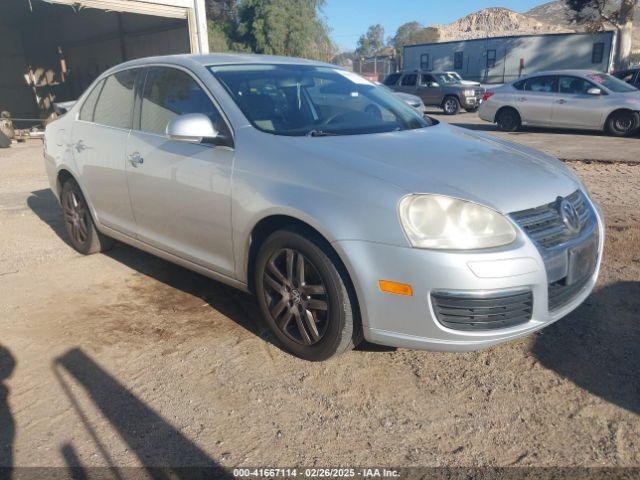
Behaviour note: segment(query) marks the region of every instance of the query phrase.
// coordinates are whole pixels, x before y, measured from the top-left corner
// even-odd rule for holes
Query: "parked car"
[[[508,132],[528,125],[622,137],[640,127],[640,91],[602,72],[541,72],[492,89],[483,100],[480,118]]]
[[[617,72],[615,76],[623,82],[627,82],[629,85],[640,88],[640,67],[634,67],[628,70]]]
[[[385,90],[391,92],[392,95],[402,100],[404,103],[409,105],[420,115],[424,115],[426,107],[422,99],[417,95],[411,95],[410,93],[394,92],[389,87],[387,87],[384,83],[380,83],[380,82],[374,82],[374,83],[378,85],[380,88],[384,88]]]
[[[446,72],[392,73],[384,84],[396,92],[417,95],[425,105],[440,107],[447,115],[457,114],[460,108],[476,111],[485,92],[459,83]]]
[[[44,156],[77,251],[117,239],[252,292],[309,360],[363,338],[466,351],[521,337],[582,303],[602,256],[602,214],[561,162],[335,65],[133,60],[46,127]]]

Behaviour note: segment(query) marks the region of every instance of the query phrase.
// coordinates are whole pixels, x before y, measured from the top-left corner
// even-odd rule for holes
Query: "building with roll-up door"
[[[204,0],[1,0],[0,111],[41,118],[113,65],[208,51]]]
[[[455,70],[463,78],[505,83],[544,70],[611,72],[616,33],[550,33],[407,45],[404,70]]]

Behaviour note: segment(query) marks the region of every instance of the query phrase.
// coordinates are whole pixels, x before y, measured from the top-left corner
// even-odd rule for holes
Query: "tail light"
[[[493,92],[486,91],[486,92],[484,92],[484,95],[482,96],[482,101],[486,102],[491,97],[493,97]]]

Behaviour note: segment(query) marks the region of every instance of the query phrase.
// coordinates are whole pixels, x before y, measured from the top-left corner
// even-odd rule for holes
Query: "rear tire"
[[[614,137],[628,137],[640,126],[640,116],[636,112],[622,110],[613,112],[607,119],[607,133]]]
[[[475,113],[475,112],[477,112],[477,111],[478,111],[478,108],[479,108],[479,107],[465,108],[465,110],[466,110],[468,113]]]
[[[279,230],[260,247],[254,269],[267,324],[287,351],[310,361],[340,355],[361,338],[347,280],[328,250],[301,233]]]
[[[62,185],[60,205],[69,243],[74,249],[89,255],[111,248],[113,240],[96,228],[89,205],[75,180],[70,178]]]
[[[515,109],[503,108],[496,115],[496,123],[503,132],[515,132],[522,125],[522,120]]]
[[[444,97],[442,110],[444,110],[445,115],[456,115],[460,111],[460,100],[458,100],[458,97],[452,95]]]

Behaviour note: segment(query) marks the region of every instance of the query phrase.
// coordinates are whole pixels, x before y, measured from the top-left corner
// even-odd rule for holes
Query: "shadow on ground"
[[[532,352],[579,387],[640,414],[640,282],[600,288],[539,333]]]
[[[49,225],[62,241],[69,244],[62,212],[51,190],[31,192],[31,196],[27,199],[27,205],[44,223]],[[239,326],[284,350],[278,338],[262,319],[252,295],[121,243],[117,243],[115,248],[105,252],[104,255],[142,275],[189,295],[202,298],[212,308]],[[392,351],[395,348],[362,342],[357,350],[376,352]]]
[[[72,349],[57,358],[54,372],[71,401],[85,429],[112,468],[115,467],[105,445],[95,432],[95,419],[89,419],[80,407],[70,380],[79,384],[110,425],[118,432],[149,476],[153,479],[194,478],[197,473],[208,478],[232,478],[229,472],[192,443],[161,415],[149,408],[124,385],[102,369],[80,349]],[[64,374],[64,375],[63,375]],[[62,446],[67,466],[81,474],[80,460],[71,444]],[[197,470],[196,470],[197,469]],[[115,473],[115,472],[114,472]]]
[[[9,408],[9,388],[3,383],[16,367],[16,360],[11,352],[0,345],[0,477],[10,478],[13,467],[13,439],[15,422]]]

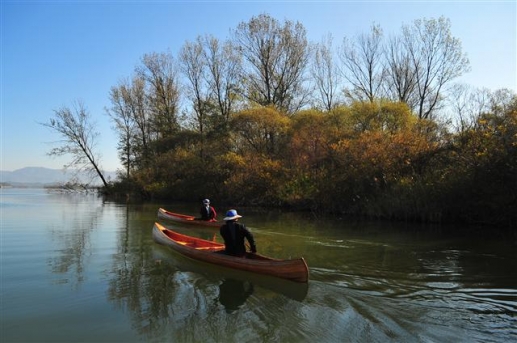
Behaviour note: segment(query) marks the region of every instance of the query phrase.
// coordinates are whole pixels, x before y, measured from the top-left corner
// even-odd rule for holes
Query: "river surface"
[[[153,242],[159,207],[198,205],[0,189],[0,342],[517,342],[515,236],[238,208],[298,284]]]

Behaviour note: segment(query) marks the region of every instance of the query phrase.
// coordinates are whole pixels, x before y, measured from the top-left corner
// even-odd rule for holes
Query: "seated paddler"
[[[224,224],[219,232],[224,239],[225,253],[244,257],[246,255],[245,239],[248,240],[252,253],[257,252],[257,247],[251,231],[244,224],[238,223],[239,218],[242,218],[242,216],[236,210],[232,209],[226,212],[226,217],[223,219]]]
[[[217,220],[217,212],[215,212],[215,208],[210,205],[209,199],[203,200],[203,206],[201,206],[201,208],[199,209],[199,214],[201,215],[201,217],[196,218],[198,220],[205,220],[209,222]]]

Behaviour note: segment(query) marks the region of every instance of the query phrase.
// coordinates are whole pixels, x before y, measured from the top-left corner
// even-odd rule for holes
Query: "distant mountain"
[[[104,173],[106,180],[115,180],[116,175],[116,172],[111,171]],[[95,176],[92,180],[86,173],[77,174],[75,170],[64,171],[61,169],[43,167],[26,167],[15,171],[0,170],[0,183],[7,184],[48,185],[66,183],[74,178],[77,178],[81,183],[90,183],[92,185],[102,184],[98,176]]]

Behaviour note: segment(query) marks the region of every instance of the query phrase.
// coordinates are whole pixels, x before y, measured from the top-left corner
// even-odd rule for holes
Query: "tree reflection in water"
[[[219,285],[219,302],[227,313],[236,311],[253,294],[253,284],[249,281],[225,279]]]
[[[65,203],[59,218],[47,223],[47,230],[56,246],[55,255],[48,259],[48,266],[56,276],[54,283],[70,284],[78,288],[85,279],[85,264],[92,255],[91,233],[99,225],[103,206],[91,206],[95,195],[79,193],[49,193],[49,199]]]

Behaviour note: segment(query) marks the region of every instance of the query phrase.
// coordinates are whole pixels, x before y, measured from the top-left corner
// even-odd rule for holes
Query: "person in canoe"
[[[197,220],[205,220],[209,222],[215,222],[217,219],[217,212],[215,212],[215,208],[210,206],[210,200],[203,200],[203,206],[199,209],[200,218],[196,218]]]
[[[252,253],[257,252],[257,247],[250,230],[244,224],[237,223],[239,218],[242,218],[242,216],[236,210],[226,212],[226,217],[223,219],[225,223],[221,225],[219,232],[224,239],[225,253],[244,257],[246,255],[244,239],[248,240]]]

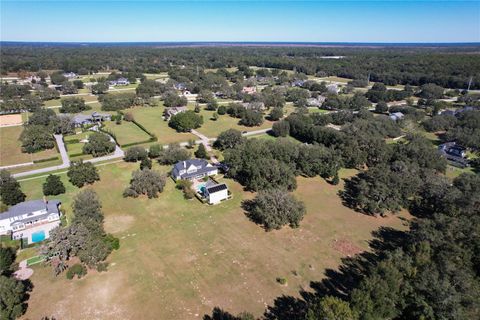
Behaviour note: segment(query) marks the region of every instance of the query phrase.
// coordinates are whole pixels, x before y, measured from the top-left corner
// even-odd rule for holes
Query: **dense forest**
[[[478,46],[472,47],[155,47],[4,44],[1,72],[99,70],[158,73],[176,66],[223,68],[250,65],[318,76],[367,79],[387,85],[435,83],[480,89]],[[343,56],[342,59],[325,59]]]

- [Your task] Output the listing above exactly, pictures omitted.

- [Final answer]
Behaviour note: segment(query) marks the region of every instance of the query phrase.
// coordinates are whole pixels, x before y, measured from the top-left corner
// even-odd rule for holes
Query: "parked car"
[[[508,132],[528,125],[622,137],[640,127],[640,91],[602,72],[541,72],[492,89],[483,100],[480,118]]]
[[[617,72],[615,76],[623,82],[627,82],[629,85],[640,88],[640,67],[634,67],[628,70]]]
[[[385,90],[391,92],[392,95],[402,100],[404,103],[409,105],[420,115],[424,115],[426,107],[422,99],[417,95],[411,95],[410,93],[394,92],[389,87],[387,87],[384,83],[380,83],[380,82],[374,82],[374,83],[378,85],[380,88],[384,88]]]
[[[446,72],[392,73],[384,84],[396,92],[417,95],[425,105],[440,107],[447,115],[457,114],[460,108],[476,111],[485,92],[459,83]]]
[[[44,156],[77,251],[117,239],[252,292],[309,360],[363,338],[466,351],[521,337],[582,303],[602,256],[602,214],[561,162],[335,65],[133,60],[46,127]]]

Behaviour note: segment(query) marks the region of every instance of the query phrase.
// coordinates are whole pixels, x before y, measured from the top-left corner
// even-odd rule for holes
Query: "building with roll-up door"
[[[204,0],[1,0],[0,111],[41,118],[113,65],[208,51]]]
[[[455,70],[463,78],[505,83],[544,70],[611,72],[616,33],[550,33],[407,45],[404,70]]]

Behaviour note: segment(query) marks the region of every instance of the query phrase.
// coordinates are whole pixels, x before y, measured from the top-left corner
// even-odd rule for holes
Query: "tail light"
[[[493,92],[486,91],[486,92],[484,92],[484,95],[482,96],[482,101],[486,102],[491,97],[493,97]]]

Behaviour note: segment(query) marks the region of every instance of the query phrase.
// coordinates are whole pixels, x before y, measured from the top-left corner
// even-odd rule for holes
Query: "rear tire"
[[[614,137],[628,137],[640,126],[640,116],[636,112],[622,110],[613,112],[607,119],[607,133]]]
[[[475,113],[475,112],[477,112],[477,111],[478,111],[478,108],[479,108],[479,107],[465,108],[465,110],[466,110],[468,113]]]
[[[279,230],[260,247],[254,269],[267,324],[287,351],[310,361],[340,355],[361,338],[347,280],[328,250],[301,233]]]
[[[62,185],[60,205],[69,243],[74,249],[89,255],[111,248],[113,240],[96,228],[89,205],[75,180],[70,178]]]
[[[515,109],[503,108],[496,115],[496,123],[503,132],[515,132],[522,125],[522,120]]]
[[[444,97],[442,110],[444,110],[445,115],[456,115],[460,111],[460,100],[458,100],[458,97],[452,95]]]

Behaviour note: segment(query) marks the region of every instance of the query phrase.
// coordinates are whole pixels, x before y, measured from the top-left corner
// even-odd rule for holes
Query: "shadow on ground"
[[[532,352],[579,387],[640,414],[640,282],[600,288],[539,333]]]
[[[49,225],[62,241],[69,244],[62,212],[51,190],[31,192],[31,196],[27,199],[27,205],[44,223]],[[239,326],[284,350],[278,338],[262,319],[252,295],[121,243],[117,243],[115,248],[105,252],[104,255],[142,275],[189,295],[202,298],[212,308]],[[392,351],[395,348],[362,342],[357,350],[376,352]]]
[[[72,349],[57,358],[54,372],[71,401],[85,429],[112,468],[115,467],[105,445],[95,432],[95,419],[89,419],[80,407],[70,380],[79,384],[110,425],[118,432],[149,476],[153,479],[194,478],[197,473],[208,478],[232,478],[229,472],[192,443],[161,415],[149,408],[124,385],[102,369],[80,349]],[[64,374],[64,375],[63,375]],[[62,446],[67,466],[81,474],[80,460],[71,444]],[[197,470],[196,470],[197,469]],[[115,473],[115,472],[114,472]]]
[[[9,408],[9,388],[3,383],[16,367],[16,360],[11,352],[0,345],[0,477],[10,478],[13,467],[13,439],[15,422]]]

Behaviour note: segment(query) marks the region of every instance of the query phrase.
// coordinates are whole pixels, x before y, measured from the top-left corner
// even-odd rule for holes
Query: "river surface"
[[[153,242],[159,207],[198,205],[0,189],[0,342],[517,342],[515,236],[238,208],[298,284]]]

Behaviour note: segment(query) marks the region of every instance of the query phrase.
// coordinates are whole pixels, x before y, measured from the top-left corner
// even-odd rule for holes
Query: "seated paddler"
[[[224,224],[219,232],[224,239],[225,253],[244,257],[246,255],[245,239],[248,240],[252,253],[257,252],[257,247],[251,231],[244,224],[238,223],[239,218],[242,218],[242,216],[236,210],[232,209],[226,212],[226,217],[223,219]]]
[[[217,220],[217,212],[215,212],[215,208],[210,205],[209,199],[203,200],[203,206],[201,206],[201,208],[199,209],[199,214],[201,215],[201,217],[196,218],[198,220],[205,220],[209,222]]]

Behaviour note: segment(query) marks the region of every instance of the query phrase.
// coordinates are whole pixels, x before y, measured from the top-left corner
// even-odd rule for holes
Query: "distant mountain"
[[[104,173],[106,180],[115,180],[116,175],[116,172],[111,171]],[[95,176],[92,180],[86,173],[77,174],[75,170],[64,171],[61,169],[43,167],[26,167],[15,171],[0,170],[0,183],[7,184],[48,185],[66,183],[74,178],[77,178],[81,183],[90,183],[92,185],[102,184],[98,176]]]

Behaviour note: segment(query) marks the region of every instance of the query phrase.
// coordinates are whole pixels, x before y, measured from the top-left corner
// even-odd rule for holes
Query: "tree reflection in water"
[[[219,285],[219,302],[227,313],[236,311],[253,294],[253,284],[249,281],[225,279]]]
[[[65,203],[59,218],[47,223],[47,230],[56,246],[55,255],[48,259],[48,266],[56,276],[54,283],[70,284],[78,288],[85,279],[85,264],[92,255],[91,233],[99,225],[103,206],[91,206],[95,195],[79,193],[49,193],[49,199]]]

Behaviour note: segment(query) marks the region of every instance of the query phrase.
// coordinates are whole pixels, x before y, measured from the top-left corner
// even-odd rule for holes
Query: "person in canoe"
[[[197,220],[205,220],[209,222],[215,222],[217,219],[217,212],[215,212],[215,208],[210,206],[210,200],[203,200],[203,206],[199,209],[200,218],[196,218]]]
[[[252,253],[257,252],[257,247],[250,230],[244,224],[237,223],[239,218],[242,218],[242,216],[236,210],[226,212],[226,217],[223,219],[225,223],[221,225],[219,232],[224,239],[225,253],[244,257],[246,255],[244,239],[248,240]]]

Behaviour note: segment(query) marks the region of every instance of the query phrase.
// coordinates are whole pixels, x before y, measured from the top-left corner
// even-odd rule for holes
Query: **dense forest**
[[[478,46],[472,47],[155,47],[4,44],[1,72],[99,70],[158,73],[176,66],[223,68],[250,65],[318,76],[367,79],[387,85],[435,83],[480,89]],[[343,56],[342,59],[325,59]]]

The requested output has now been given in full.